Extracted text.
........
Nelson v. State

Decision Date26 February 1997
Docket NumberNo. 96-1506,96-1506
Citation688 So.2d 971
Parties22 Fla. L. Weekly D529 Michael Eugene NELSON, Appellant, v. STATE of Florida, Appellee.
CourtFlorida District Court of Appeals

Richard L. Jorandby, Public Defender, and Joseph R. Chloupek, Assistant Public Defender, West Palm Beach, for appellant.

Robert A. Butterworth, Attorney General, Tallahassee, and Aubin Wade Robinson, Assistant Attorney General, West Palm Beach, for appellee.

STONE, Judge.

Appellant's conviction for first degree murder is affirmed. We find no reversible error in the trial court's denial of his motion to suppress Appellant's confession or its failure to make a more specific inquiry and finding as to the race-neutral basis for the state's peremptory challenge of a minority juror.

During the voir dire, in response to defense counsel's inquiry, a prospective juror indicated she could be fair but that "some things I don't like, like murder on T.V., sometimes I can't take it ... I don't particularly like looking at violent shows." The defense objected to the state's exercise of a peremptory challenge as to that juror on the grounds that the challenge was racially motivated.

The prosecutor responded that his objection to the juror was that she "tends to think emotionally and she thinks that emotions would get in her way or at least she had a reasonable doubt about it." The prosecutor also asserted to the trial court that case law required Appellant to show a pattern of conduct establishing racially motivated challenges. In overruling the defense objection, the court noted that there were a number of black female jurors whom the state had not challenged. The court thus concluded that the challenge was not racially motivated.

Appellant's taped confession was admitted at trial. The defense's motion to suppress claimed that Appellant's statements were not voluntarily given because they were the result of threats of the electric chair and promises of leniency. During the interrogation, Appellant gave conflicting versions concerning the circumstances surrounding the victim's death. Appellant claimed that he purchased beer and marijuana and went to the motel room where the victim and the victim's girlfriend lived. Appellant and the girlfriend had also been romantically involved. Appellant initially claimed that this was the last time he saw the victim.

The tape reflects that the interrogators informed Appellant that they had evidence which incriminated him, including blood soaked clothes found in his washing machine, and a statement from the girlfriend and other witnesses. Appellant changed his story to claim that when he left the motel room the victim and the girlfriend were arguing and that Appellant left his gun with the girlfriend.

The interrogators continued to reiterate the evidence they had against Appellant. Appellant denied his involvement and Deputy Maney said "you know they have the death penalty in the State of Florida don't you ... You know that premeditated first degree murder, they'll kill you ... It's time to be honest." The interrogators then told Appellant their theory of the case and Appellant continued to assert his innocence. Deputy Maney then stated "And you think they don't kill people in this state, look at Bundy ... Do you want to die?" They told Appellant that his cooperation "could help" although they "wouldn't guarantee it."
........
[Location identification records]
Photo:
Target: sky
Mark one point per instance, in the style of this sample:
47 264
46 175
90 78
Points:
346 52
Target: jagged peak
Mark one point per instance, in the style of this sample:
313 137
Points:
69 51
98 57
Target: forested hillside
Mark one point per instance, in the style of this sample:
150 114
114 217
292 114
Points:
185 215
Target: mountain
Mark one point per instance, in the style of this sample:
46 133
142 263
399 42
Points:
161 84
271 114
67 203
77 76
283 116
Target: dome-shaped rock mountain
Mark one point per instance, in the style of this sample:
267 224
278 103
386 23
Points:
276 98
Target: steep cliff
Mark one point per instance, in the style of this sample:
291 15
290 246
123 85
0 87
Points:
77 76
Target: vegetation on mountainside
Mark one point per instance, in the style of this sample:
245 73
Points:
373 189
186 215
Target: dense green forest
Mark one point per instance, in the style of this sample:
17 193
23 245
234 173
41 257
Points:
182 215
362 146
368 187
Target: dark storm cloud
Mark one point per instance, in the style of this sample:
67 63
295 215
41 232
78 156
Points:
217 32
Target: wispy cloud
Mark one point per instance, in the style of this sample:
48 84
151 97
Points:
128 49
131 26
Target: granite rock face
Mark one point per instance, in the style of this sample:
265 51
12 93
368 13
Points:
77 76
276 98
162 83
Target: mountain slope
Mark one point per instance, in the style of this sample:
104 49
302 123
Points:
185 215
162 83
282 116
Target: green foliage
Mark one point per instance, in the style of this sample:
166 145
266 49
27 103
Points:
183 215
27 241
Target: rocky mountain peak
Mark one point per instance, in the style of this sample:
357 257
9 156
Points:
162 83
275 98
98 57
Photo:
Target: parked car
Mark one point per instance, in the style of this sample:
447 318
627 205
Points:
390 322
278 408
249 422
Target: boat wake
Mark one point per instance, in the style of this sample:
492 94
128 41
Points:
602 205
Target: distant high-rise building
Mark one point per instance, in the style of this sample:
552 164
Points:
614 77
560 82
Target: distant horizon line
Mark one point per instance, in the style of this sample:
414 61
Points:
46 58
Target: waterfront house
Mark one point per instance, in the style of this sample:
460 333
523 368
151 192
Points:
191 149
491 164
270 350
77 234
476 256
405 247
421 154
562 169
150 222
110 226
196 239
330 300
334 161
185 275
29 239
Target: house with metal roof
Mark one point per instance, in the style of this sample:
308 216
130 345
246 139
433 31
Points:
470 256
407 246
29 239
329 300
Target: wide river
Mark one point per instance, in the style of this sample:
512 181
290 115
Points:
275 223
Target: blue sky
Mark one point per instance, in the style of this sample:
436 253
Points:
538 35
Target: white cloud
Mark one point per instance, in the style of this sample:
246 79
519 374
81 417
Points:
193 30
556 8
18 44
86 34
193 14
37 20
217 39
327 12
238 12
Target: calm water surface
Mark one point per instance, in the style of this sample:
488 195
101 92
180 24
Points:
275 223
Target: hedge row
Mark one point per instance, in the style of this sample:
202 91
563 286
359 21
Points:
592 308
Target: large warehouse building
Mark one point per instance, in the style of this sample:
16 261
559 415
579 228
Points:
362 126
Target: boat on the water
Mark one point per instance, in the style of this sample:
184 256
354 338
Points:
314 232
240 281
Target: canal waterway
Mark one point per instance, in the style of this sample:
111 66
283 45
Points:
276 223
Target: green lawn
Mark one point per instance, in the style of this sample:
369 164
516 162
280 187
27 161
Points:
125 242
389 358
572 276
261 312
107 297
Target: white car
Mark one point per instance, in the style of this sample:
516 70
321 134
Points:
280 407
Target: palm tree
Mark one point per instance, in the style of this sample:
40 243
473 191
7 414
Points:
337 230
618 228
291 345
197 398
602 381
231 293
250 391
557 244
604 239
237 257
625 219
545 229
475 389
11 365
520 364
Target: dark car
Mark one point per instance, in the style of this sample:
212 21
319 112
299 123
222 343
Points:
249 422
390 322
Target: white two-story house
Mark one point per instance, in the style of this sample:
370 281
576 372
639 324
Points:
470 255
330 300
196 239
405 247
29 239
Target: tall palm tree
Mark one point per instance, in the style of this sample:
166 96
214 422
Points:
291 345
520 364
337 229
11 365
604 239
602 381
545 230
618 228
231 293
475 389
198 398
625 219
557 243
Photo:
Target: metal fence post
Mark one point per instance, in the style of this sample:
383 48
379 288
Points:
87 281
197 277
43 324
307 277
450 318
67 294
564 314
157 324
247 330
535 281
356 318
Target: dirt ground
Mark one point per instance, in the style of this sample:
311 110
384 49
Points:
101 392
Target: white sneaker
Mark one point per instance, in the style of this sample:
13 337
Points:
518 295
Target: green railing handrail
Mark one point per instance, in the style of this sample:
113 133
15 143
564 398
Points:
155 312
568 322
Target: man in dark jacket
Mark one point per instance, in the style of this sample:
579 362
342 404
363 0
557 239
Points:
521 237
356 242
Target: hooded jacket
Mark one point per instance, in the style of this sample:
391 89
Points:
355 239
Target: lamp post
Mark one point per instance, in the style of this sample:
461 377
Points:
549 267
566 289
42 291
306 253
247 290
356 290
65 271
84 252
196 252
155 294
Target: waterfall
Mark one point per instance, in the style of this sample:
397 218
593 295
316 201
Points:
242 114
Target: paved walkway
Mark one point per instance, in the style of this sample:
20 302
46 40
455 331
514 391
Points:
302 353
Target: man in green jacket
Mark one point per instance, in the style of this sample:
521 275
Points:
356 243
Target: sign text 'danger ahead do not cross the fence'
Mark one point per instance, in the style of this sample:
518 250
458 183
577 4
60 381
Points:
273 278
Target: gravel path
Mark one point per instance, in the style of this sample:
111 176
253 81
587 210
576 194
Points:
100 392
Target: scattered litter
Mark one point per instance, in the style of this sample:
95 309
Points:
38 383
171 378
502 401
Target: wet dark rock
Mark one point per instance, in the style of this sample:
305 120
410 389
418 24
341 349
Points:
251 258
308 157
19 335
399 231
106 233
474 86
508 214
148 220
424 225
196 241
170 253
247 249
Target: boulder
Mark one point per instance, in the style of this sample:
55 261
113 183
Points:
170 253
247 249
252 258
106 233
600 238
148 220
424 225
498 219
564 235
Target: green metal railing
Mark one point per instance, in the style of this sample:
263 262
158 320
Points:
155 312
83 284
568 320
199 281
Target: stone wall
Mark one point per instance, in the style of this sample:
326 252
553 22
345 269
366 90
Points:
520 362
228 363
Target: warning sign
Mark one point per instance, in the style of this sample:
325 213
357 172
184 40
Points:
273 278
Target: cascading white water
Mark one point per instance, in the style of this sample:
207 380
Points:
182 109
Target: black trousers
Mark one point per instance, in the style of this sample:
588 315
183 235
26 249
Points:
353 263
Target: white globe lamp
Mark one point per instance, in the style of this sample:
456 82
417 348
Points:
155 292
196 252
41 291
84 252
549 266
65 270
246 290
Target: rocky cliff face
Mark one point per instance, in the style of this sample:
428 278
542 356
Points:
........
Tasks to complete.
• a. List every attorney named in the Nelson v. State opinion.
• b. Please pick up the Nelson v. State opinion after its last sentence and carry it on.
You won't need the records for any of this.

Answer set.
• a. Richard L. Jorandby, Joseph R. Chloupek, Robert A. Butterworth, Aubin Wade Robinson

• b.
Appellant then offered a third version of the story, that all three traveled to the crime scene, where the girlfriend shot the victim. The interrogators, still skeptical, pointed out inconsistencies in Appellant's story and told Appellant the girlfriend's fingerprints were not on the murder weapon. After a break of more than half an hour, the interrogators repeated Miranda warnings, and obtained a written waiver of Appellant's Miranda rights. They then asked if anyone promised Appellant anything while off the tape. Appellant replied "yes" and stated that Detective Woods said "He'll help me with the Judge ... Speak-talk to the Judge."

Appellant then confessed to the murder, stating that the victim was jealous of him, and worried that the girlfriend would "kiss [Appellant] behind his back." Then the girlfriend allegedly told Appellant to "take him out." Appellant took the victim to the crime scene where he shot him twice and threw the body out of the vehicle. When Appellant returned to tell the girlfriend what happened, she did not believe him. Appellant then took her to the scene. After Appellant returned home, he put his bloody clothes and shoes in the washing machine, where police later recovered them. Police also found the victim's blood in Appellant's car.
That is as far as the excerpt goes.